**Stated task**
Please output the records below in full, exactly as given, but without the images.

─── Input data

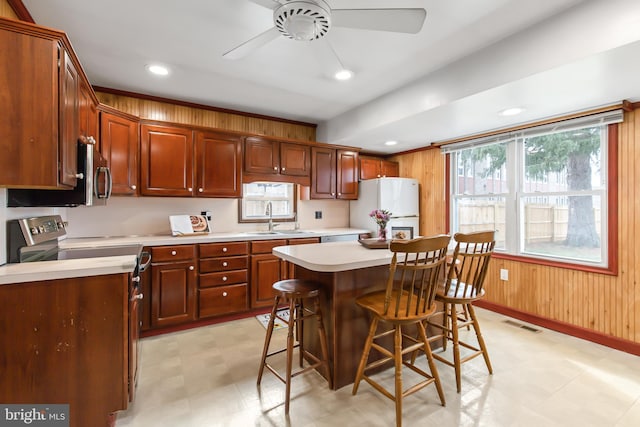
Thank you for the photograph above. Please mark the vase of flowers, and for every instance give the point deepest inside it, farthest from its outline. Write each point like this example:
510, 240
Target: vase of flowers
381, 217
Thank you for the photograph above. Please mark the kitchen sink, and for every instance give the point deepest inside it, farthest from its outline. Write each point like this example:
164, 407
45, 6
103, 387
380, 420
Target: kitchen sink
277, 232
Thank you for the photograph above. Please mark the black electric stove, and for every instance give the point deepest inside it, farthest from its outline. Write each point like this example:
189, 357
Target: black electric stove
36, 239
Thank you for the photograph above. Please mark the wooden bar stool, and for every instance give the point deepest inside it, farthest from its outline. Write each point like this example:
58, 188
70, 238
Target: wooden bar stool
295, 291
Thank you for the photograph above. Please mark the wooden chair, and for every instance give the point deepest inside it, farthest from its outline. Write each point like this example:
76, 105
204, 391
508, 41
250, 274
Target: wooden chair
463, 286
296, 292
409, 299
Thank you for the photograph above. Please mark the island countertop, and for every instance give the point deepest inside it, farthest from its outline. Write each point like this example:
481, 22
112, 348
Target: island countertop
333, 257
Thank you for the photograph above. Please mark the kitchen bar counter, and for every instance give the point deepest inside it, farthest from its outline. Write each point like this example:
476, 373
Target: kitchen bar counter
48, 270
346, 270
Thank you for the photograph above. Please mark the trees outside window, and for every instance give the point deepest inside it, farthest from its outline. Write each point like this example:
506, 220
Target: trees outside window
544, 191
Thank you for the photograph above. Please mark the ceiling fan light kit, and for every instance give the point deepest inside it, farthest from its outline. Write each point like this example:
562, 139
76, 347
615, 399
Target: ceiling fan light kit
303, 20
309, 20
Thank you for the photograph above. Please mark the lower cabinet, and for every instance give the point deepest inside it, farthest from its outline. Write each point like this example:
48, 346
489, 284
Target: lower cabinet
173, 285
223, 279
67, 341
192, 282
266, 269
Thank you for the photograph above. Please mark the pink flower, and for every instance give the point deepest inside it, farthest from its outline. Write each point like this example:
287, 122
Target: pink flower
380, 216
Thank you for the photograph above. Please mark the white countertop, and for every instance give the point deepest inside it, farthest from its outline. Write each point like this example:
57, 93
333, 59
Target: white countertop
162, 240
50, 270
333, 257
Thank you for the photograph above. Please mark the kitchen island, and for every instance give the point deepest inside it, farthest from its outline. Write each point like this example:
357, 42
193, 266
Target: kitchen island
346, 271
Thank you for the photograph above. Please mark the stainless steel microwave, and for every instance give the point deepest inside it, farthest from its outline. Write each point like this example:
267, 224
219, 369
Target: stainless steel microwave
93, 187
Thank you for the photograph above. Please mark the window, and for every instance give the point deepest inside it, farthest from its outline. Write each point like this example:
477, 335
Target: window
543, 189
257, 196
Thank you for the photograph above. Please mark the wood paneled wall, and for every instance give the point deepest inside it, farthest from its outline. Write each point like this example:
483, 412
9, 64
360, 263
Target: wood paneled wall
164, 111
597, 304
6, 11
428, 167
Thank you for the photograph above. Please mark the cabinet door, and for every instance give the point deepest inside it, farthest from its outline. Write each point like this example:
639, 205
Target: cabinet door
266, 269
29, 96
295, 159
347, 175
369, 168
323, 173
88, 115
173, 293
119, 146
218, 165
261, 156
166, 161
391, 169
69, 133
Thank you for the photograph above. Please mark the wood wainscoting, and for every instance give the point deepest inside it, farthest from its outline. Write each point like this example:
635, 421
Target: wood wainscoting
598, 307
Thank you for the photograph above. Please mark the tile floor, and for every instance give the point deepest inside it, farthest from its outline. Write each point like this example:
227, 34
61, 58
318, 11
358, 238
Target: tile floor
207, 377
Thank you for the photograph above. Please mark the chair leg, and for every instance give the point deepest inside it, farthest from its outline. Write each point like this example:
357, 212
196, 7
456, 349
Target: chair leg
431, 362
483, 347
300, 330
267, 339
397, 356
290, 343
456, 346
323, 341
445, 325
365, 354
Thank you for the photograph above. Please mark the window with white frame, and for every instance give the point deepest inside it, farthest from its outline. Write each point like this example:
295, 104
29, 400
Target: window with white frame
257, 196
551, 198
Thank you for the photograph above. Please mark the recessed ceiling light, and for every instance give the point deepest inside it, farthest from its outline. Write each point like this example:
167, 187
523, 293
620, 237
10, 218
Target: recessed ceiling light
511, 111
343, 75
158, 70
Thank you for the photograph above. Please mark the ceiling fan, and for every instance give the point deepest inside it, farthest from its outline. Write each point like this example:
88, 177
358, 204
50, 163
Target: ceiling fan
308, 20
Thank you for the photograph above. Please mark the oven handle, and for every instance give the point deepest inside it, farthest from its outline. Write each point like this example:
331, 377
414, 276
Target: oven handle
143, 265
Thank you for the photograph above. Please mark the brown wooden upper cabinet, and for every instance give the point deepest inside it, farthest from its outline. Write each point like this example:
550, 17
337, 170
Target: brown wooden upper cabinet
270, 160
334, 173
119, 146
373, 167
166, 160
178, 161
39, 100
218, 164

──────

**The reply**
Thank you for the photograph above. Please mark the vase of flowers, and for every instance give the point deepest inside it, farthest from its outline. Write each point like this example:
510, 240
Target: vase of flowers
381, 217
Thank you for the photograph above. Please mark the kitchen sink, and for every instance give the point deepest inside it, farthest from its outline. Write each point like this example:
164, 407
45, 6
103, 387
380, 420
Target: kitchen sink
277, 232
Thank you for the photograph above. Please mark the black electric stove, and for every instance give the point deepest inside it, farthest from its outline. Write each point like this example:
189, 357
Target: black electric stove
36, 239
Thank you for the photograph above. Please mark the wooden bar stool, and for every instance give the point deepest inside it, farthest from its outline. Write each point like this example:
58, 188
70, 238
Target: wooden bar stool
295, 291
Thank you for the photograph above. Please mark the wooden chair, and for every instance give the point deepest inside it, farthest from its outline. Write each point like this example:
76, 105
204, 391
508, 41
250, 274
Target: wooden chair
463, 286
296, 292
409, 299
Thank you for the photograph above. Please mark the island countertop, and for every instance give the point deepest inside it, farthest from its outline. Write each point like this example:
481, 22
112, 348
Target: island countertop
333, 257
Thank you for the photograph above. Please mark the kitchen bar counter, and for every instance give the point deepest inside it, farthest from its outline. Write each point like this example:
476, 373
Target: kitchen bar counter
48, 270
346, 270
Thank you for the photograph above. Please mark the trees outside window, and for every instance give the point deepest inside it, farthest from its outline. Write each point like this example:
506, 220
Target: trees outside window
544, 191
Thank you for the photograph above. Please mark the ceiling fan light kit, and for every instance give the point deepest inside it, farthest from its outline. Write each point like this example:
562, 139
76, 347
615, 399
Target: ceiling fan light kit
303, 20
309, 20
Thank you for the photograph above. Please mark the lower cabinet, and for every instance give the point deepest inside it, farthest from its outline. Write each point like this example:
48, 346
489, 284
Target: lower cabinet
173, 285
223, 279
67, 341
192, 282
266, 269
Thank you for the photograph above. Please mark the pink flower, and for every instance give the point deepest inside it, farthest from its outline. Write each point like this example:
287, 122
Target: pink flower
380, 216
Thank you for the photograph above. Please mark the white countertop, and for every instance give the point deepest inside it, farthest from its outline. Write each point like this example:
57, 93
333, 59
Target: white countertop
162, 240
50, 270
333, 257
Thank you for the photograph above. Please mark the kitchen island, and for every instance give the point deepest inside it, farthest from its outline. Write each point like this example:
357, 42
193, 266
Target: kitchen island
346, 271
Thank you for the photograph above. Please mark the stainless steel microwave, and for every instance give the point deepest inside it, farthest from its outline. Write each point like this example:
267, 224
219, 369
Target: stainless steel microwave
93, 187
Thank you for the photograph above. Please mark the window, and for every instance give the point deepest inside it, farthest from its outline. Write each point like this example:
477, 335
Target: window
543, 189
257, 196
Thank you for the photograph above. Please mark the wood paneled wall, and for every instance give the point deepest inside it, farthest from its outline. Write each point like this example:
483, 412
9, 64
360, 263
Target: wood paneled wall
164, 111
597, 304
6, 11
428, 167
Thank you for the photograph above. Please mark the cabinet door, and for every instance give the point deepest inside it, farthest from its outline. Write each point like this example:
639, 205
Target: cabinet door
266, 269
29, 96
295, 159
347, 175
369, 168
323, 173
88, 115
173, 293
119, 146
218, 165
261, 156
166, 161
391, 169
69, 133
Thank you for the photograph above. Please mark the wood wainscoting, and for every instance give the point deepest inside it, farthest from its outline. Write each point like this example:
635, 421
Target: wood wainscoting
598, 307
Thank you for the photograph above. Please mark the tile floor, and for every instance give the point deepest inside it, farthest from its outline. Write each point like this example:
227, 34
61, 58
318, 11
358, 238
Target: tile floor
207, 377
Thank you for the photograph above. Please mark the chair leg, and for every instance give the point deepest inside it, farthest from its outline. Write each point like this example:
357, 212
196, 7
456, 349
Target: chair leg
431, 362
483, 347
300, 330
267, 339
397, 356
290, 343
456, 346
323, 341
445, 325
365, 354
Thank you for the photograph above. Please mark the window with white frame, and for every instance give the point deepest inside it, farthest from its outline. Write each point like this example:
295, 104
29, 400
Target: window with white frame
257, 196
551, 198
Thank you for the photograph above. Please mark the recessed ceiling light, and for every instance give the point deepest inside it, farthest from its outline. Write each point like this example:
167, 187
523, 293
620, 237
10, 218
Target: recessed ceiling light
511, 111
343, 75
158, 70
Thank you for the photograph above. Please mark the ceiling fan, and for every instance give the point deepest inside it, farthest from its outline. Write each point like this example:
88, 177
358, 204
50, 163
Target: ceiling fan
308, 20
Thank you for the photograph above. Please mark the oven handle, and for every instance give the point deepest inside it, farthest from its outline. Write each point like this example:
331, 377
414, 276
Target: oven handle
143, 265
Thank you for the photograph above. Please mark the brown wooden upper cabinet, and for every instance give the point deepest inside it, farthest from its outline. Write each point like this example:
550, 17
337, 170
Target: brown wooden upper cabinet
270, 160
334, 173
119, 146
373, 167
166, 160
178, 161
39, 100
218, 164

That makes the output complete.